**Your goal:** Reproduce every line of the records below verbatim, omitting the pictures.

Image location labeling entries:
>> begin
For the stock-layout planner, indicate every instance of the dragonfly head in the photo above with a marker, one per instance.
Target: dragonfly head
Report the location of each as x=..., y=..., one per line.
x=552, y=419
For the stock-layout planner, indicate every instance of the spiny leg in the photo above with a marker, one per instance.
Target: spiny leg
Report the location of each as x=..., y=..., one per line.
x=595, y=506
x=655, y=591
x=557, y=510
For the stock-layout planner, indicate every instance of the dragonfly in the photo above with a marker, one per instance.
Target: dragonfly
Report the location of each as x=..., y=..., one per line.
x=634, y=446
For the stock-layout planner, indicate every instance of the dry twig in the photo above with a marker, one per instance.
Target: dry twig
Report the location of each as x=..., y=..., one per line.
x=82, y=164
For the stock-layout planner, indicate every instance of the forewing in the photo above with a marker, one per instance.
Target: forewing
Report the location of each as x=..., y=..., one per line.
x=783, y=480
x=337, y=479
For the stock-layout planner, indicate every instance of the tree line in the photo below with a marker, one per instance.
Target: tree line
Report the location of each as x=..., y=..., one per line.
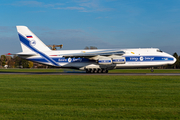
>> end
**Expected output:**
For the stock-layout planner, indicate every instance of the dragonfly head in the photo above with a marker, one per instance.
Target: dragonfly head
Report the location of each as x=..., y=..., one per line.
x=552, y=419
For the stock-layout planner, indicate every instance of the spiny leg in the photo above with a marker, one per instance.
Target: spiny leg
Report the location of each as x=..., y=..., one per line.
x=595, y=506
x=655, y=591
x=557, y=510
For the stock-layout planner, indicate every instance of the dragonfly in the photo above with a marker, one per instance.
Target: dragonfly
Report the location of each as x=..., y=..., one per line.
x=634, y=446
For the stock-layout planner, indicate every instance of the dry twig in the photo above with a marker, one per instance.
Target: dry twig
Report the location of each as x=..., y=..., one per line.
x=82, y=164
For the stock-layout planner, indicate every instance of the forewing in the photo above with a marker, one per instance.
Target: forewing
Report the location of each as x=..., y=..., one per line.
x=783, y=480
x=337, y=479
For the stock-layout planner, indicate every instance of the tree line in the photo below with a marker, one per instance.
Target: tree line
Report the location of each as x=..., y=..., one per line.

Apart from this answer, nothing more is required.